§ **PROBLEM TO WORK ON**
Could you set out everything in the entries from the line containing "segment: wet stone surface" down to the line containing "60 257 L 71", both included, as a numbered list with blank lines left out?

§ **STORED ROWS**
──────────────────────────────
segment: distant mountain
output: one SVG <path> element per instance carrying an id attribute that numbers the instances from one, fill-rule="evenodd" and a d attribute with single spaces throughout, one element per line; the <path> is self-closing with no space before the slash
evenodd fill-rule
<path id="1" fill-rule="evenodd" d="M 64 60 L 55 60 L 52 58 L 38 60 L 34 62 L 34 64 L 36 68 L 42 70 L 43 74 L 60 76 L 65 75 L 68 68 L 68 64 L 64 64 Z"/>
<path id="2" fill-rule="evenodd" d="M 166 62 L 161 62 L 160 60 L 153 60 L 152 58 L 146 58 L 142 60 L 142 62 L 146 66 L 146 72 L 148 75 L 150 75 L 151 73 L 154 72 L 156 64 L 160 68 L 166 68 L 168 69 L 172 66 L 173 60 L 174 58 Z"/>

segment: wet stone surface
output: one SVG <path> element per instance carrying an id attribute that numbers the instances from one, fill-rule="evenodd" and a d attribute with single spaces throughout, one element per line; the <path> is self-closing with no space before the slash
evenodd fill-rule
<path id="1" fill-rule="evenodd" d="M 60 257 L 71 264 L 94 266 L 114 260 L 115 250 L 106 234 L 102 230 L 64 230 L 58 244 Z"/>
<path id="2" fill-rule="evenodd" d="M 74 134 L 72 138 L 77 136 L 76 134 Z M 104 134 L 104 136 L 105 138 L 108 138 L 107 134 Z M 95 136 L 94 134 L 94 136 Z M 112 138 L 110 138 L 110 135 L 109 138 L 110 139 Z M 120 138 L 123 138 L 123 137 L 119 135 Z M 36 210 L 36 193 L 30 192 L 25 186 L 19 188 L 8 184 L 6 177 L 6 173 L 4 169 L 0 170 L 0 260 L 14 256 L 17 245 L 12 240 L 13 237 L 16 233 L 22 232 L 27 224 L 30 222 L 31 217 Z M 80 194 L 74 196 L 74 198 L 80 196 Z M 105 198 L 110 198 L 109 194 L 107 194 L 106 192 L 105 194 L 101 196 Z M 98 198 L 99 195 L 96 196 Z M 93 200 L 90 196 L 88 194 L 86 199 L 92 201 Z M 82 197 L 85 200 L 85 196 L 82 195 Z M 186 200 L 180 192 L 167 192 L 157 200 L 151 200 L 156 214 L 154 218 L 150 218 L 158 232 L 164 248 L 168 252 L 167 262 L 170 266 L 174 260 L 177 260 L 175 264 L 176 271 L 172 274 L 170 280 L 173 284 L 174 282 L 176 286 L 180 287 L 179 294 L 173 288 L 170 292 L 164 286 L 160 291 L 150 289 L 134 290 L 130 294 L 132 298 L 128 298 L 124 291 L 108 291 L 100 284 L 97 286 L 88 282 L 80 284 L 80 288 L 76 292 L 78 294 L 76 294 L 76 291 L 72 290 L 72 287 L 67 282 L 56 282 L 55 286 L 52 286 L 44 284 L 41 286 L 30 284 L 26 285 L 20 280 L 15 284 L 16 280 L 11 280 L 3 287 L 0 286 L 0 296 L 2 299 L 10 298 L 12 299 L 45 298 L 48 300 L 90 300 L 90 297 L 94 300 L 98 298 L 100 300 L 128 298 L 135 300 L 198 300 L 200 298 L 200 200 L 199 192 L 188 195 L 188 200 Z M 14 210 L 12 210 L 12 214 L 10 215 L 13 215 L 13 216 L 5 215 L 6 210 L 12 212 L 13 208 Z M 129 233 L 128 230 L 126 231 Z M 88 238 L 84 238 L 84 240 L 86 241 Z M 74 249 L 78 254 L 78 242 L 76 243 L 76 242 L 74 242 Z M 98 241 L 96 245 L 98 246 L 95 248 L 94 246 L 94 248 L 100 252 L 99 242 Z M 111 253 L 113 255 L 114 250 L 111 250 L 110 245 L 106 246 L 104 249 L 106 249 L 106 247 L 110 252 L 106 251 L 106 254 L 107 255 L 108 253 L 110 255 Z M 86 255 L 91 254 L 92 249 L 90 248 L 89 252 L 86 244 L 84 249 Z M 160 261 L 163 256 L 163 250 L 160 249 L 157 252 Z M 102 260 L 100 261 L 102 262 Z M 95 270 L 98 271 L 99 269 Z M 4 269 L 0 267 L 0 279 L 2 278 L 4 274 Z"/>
──────────────────────────────
§ **COMPLETE RESPONSE**
1. segment: wet stone surface
2. output: one SVG <path> element per instance carrying an id attribute that numbers the instances from one, fill-rule="evenodd" and a d attribute with single spaces throughout, one element per line; the <path> is self-closing with no space before the slash
3. evenodd fill-rule
4. <path id="1" fill-rule="evenodd" d="M 60 257 L 71 264 L 94 266 L 114 260 L 115 250 L 106 234 L 102 230 L 64 230 L 58 244 Z"/>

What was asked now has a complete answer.